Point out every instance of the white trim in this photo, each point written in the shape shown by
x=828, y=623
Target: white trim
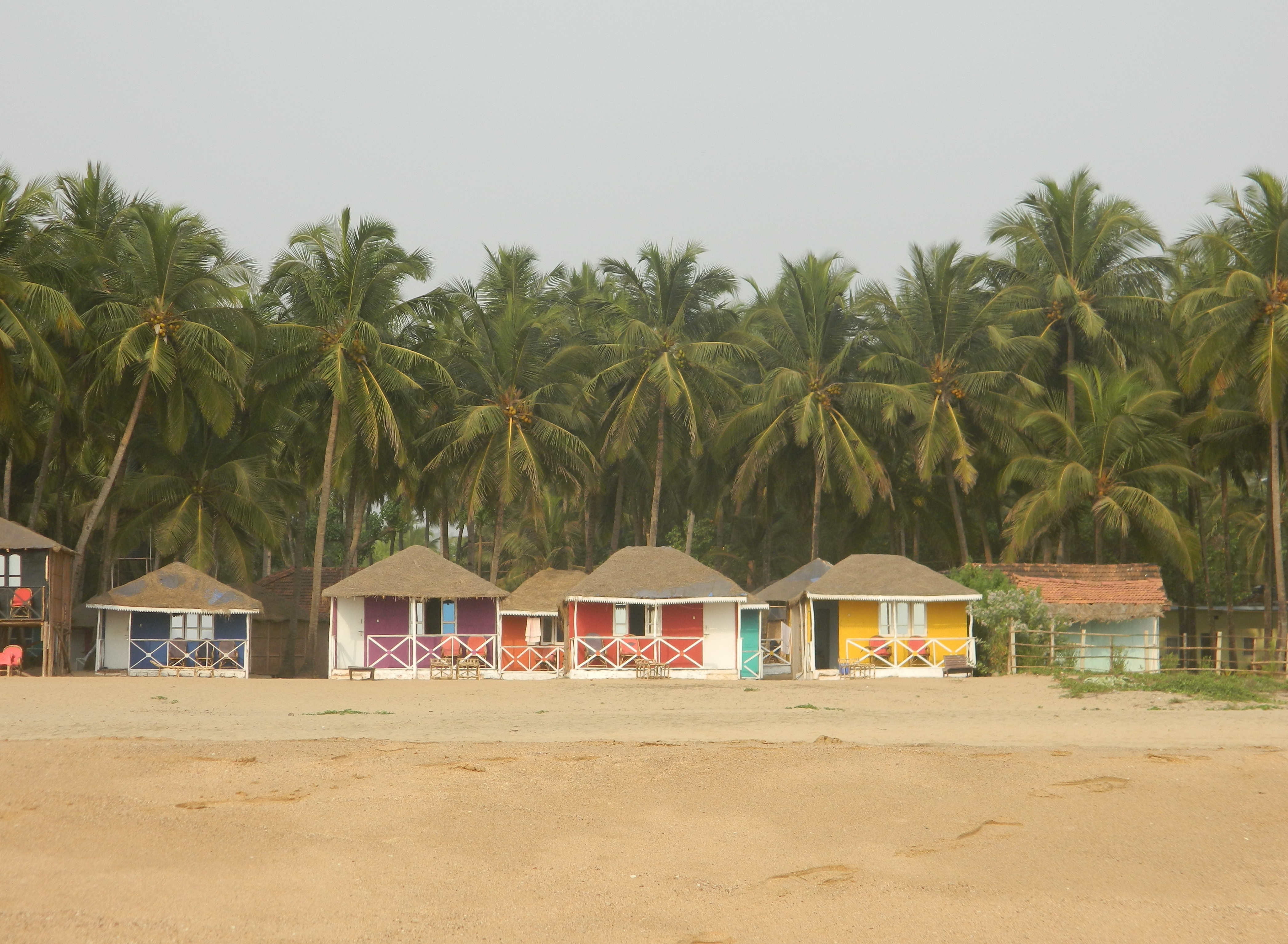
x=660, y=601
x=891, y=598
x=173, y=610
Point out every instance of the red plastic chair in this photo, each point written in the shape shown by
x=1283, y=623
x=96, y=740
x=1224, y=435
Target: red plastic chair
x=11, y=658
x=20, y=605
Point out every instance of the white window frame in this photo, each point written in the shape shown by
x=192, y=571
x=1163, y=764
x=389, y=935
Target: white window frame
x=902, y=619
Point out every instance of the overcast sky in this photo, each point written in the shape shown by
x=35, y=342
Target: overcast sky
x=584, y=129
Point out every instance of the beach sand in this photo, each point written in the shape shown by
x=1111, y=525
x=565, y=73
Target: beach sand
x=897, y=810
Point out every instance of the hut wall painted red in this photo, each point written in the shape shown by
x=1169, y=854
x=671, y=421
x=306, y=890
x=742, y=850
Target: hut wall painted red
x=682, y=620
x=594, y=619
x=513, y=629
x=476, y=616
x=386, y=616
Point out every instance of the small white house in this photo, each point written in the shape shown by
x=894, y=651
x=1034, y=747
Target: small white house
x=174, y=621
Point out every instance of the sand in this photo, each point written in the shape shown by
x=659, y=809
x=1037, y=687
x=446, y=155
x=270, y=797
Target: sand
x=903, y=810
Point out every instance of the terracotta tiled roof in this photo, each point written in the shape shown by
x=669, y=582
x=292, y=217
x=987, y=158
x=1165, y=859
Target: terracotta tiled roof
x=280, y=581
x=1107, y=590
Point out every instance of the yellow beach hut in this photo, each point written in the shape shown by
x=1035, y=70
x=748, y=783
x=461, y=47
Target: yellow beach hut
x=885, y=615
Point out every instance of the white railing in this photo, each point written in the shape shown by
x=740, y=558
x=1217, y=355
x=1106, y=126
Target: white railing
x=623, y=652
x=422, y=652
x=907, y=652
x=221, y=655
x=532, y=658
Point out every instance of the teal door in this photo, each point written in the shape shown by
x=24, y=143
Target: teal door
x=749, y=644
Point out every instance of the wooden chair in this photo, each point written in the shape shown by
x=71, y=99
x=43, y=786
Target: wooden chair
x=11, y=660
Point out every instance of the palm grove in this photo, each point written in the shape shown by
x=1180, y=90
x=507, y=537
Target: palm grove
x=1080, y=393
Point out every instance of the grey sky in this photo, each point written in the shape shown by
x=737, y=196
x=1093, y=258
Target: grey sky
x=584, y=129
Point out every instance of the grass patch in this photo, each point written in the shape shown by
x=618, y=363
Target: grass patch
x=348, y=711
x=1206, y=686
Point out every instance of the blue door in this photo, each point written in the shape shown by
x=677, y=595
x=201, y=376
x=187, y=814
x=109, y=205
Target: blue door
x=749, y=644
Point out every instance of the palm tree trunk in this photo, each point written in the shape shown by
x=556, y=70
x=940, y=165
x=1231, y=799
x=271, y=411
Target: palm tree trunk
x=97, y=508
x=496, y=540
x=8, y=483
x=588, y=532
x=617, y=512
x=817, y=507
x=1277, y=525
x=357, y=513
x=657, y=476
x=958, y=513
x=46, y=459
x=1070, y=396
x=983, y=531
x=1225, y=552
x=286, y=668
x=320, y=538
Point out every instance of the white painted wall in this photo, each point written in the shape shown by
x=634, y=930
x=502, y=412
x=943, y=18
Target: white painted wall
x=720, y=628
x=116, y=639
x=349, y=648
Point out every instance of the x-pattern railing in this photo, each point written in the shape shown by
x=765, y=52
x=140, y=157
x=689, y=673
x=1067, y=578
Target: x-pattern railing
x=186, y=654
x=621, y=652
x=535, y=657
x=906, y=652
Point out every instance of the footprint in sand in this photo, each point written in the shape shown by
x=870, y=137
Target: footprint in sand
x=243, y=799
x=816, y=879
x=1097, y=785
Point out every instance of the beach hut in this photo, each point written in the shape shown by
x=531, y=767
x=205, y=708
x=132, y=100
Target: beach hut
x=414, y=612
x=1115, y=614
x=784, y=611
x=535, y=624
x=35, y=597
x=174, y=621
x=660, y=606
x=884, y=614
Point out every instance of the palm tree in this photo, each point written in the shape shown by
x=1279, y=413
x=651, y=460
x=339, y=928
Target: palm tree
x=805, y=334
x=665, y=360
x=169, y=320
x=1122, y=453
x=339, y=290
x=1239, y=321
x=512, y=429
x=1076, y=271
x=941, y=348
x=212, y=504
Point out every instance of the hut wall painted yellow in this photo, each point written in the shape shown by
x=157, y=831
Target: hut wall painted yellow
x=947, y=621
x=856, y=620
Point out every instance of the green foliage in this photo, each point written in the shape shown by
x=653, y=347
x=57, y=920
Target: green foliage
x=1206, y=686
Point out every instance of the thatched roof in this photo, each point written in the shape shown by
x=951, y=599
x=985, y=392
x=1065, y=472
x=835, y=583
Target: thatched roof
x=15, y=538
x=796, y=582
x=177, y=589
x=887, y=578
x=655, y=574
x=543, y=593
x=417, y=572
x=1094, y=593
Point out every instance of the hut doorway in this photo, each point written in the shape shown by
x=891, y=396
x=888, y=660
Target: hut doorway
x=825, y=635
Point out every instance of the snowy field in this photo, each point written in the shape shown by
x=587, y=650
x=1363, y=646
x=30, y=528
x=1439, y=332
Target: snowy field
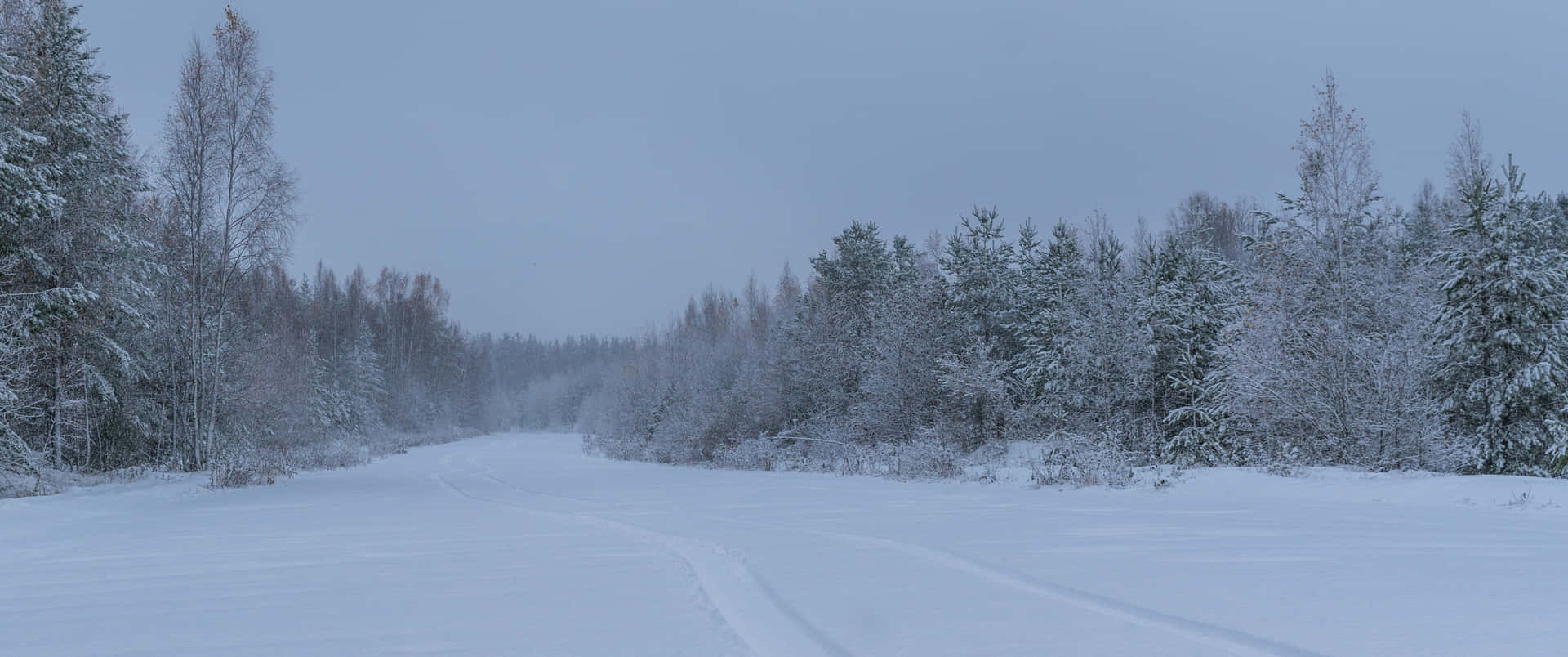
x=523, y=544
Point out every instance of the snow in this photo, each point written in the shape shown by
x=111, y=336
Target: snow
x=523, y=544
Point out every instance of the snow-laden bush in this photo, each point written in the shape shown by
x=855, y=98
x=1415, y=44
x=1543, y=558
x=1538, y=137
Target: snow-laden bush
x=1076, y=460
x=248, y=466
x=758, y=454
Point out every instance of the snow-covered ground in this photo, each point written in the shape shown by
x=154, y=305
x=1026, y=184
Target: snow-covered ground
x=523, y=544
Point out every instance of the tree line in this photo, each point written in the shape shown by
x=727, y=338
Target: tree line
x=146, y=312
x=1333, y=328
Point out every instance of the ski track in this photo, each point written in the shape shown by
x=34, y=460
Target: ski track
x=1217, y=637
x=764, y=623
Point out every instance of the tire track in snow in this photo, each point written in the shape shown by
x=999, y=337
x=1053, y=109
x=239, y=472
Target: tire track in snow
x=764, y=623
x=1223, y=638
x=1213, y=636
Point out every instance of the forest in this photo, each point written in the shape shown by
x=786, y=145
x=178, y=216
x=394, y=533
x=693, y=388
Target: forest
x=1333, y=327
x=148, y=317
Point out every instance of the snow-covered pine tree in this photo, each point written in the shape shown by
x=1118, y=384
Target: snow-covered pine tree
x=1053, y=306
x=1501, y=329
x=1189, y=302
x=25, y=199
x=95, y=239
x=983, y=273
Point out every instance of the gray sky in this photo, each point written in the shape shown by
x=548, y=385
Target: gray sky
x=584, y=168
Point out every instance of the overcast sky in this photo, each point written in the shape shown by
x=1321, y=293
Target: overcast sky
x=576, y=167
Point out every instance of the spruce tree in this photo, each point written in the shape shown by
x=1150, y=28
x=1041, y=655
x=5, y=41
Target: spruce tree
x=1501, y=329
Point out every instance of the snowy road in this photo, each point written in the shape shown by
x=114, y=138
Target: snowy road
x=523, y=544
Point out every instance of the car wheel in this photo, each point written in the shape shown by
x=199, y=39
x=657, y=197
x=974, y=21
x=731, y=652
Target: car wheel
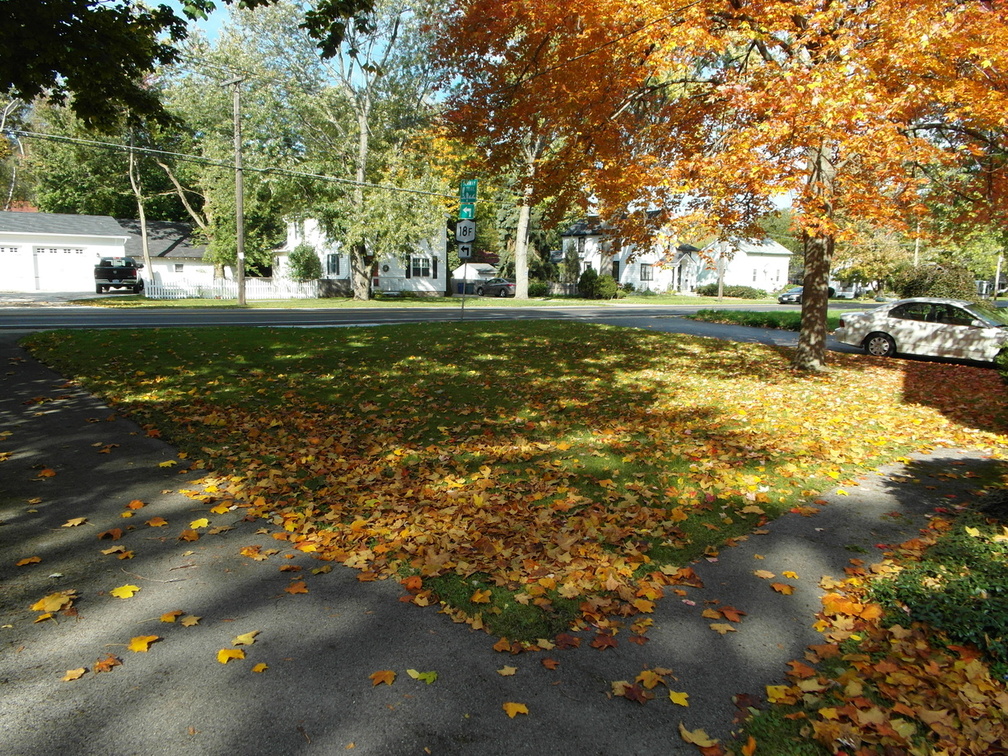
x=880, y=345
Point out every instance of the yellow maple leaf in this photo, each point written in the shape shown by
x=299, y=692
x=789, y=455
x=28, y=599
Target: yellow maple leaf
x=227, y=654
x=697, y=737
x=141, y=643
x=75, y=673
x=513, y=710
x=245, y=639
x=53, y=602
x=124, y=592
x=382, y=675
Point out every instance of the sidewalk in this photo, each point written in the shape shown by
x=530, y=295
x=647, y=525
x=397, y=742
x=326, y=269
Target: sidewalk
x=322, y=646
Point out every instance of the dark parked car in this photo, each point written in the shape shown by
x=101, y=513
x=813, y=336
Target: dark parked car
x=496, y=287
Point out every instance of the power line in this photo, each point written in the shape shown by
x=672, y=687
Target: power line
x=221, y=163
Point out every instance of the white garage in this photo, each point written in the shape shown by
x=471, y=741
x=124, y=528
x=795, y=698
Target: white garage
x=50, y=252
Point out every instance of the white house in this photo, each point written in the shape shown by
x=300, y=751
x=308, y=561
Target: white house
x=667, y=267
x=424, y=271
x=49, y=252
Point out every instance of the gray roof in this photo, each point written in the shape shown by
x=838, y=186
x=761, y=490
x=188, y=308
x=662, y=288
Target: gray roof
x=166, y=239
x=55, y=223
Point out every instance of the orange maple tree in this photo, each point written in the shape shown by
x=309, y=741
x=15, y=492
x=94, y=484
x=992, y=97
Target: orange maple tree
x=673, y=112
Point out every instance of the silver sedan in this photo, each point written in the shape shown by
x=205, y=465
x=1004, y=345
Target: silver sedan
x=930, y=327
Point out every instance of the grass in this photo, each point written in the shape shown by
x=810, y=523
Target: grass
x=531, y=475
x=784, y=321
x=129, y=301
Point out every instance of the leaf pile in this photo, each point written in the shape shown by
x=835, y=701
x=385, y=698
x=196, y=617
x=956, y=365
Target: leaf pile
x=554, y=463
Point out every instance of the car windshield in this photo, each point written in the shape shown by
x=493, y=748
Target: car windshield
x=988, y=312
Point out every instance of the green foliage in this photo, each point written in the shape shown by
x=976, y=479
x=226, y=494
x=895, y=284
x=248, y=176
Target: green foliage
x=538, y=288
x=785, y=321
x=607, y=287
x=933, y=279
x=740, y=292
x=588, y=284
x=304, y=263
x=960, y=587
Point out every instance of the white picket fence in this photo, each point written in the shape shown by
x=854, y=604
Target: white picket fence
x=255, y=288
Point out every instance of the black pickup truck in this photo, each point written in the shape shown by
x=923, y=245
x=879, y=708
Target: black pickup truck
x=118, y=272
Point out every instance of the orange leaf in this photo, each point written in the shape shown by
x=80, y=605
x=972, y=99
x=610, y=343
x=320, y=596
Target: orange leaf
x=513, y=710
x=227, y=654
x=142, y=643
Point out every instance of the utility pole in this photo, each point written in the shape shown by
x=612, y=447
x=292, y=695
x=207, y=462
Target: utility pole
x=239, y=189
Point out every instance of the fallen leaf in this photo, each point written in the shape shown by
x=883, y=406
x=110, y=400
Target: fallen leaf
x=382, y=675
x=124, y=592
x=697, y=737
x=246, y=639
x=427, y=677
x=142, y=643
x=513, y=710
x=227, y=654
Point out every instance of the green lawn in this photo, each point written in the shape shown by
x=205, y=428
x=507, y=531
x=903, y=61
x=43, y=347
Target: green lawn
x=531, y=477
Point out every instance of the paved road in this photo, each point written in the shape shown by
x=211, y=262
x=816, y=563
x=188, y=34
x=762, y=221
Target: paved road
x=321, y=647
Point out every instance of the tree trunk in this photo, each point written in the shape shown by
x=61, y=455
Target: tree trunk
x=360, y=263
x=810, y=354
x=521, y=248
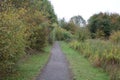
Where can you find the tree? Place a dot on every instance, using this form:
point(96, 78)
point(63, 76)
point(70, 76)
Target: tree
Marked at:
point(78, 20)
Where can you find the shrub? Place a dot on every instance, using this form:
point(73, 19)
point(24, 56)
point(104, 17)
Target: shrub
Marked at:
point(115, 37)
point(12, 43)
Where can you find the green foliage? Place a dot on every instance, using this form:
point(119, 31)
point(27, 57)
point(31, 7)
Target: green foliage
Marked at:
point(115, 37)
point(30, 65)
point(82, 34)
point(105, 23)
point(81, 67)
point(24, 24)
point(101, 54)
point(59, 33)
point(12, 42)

The problem
Look above for the line holding "x=870, y=137" and the line holding "Point out every instance of the snowy field", then output exactly those two lines and every line between them, nothing more.

Exercise response
x=870, y=137
Target: footprint in sand
x=243, y=799
x=816, y=879
x=1097, y=785
Point out every instance of the beach hut in this photo, each point written in the shape shown by
x=531, y=767
x=205, y=708
x=132, y=100
Target: beach hut
x=414, y=612
x=1115, y=614
x=784, y=611
x=535, y=624
x=35, y=597
x=174, y=621
x=660, y=606
x=884, y=614
Point out every instance of the palm tree in this photo, each point written in the shape shown by
x=1279, y=413
x=651, y=460
x=339, y=928
Target: palm tree
x=805, y=334
x=665, y=360
x=169, y=320
x=1122, y=453
x=339, y=290
x=1239, y=321
x=512, y=429
x=1076, y=271
x=941, y=348
x=212, y=504
Point out every instance of the hut wall painted yellow in this photo, each point written in the shape shown by
x=157, y=831
Target: hut wall painted yellow
x=947, y=621
x=856, y=620
Point out every instance of the green foliage in this photo, each point written in the shape shown by
x=653, y=347
x=57, y=920
Target: green foliage
x=1206, y=686
Point out every instance of the thatched roof in this photo, each point written in the shape shown by
x=951, y=599
x=985, y=392
x=1065, y=472
x=835, y=583
Target: thatched roof
x=15, y=538
x=796, y=582
x=177, y=589
x=887, y=578
x=655, y=574
x=543, y=593
x=417, y=572
x=1094, y=593
Point out every instance of the hut doorway in this photo, each point written in the shape shown by
x=891, y=396
x=888, y=660
Target: hut doorway
x=825, y=635
Point out every instance of the snowy field in this photo, each point written in the shape shown by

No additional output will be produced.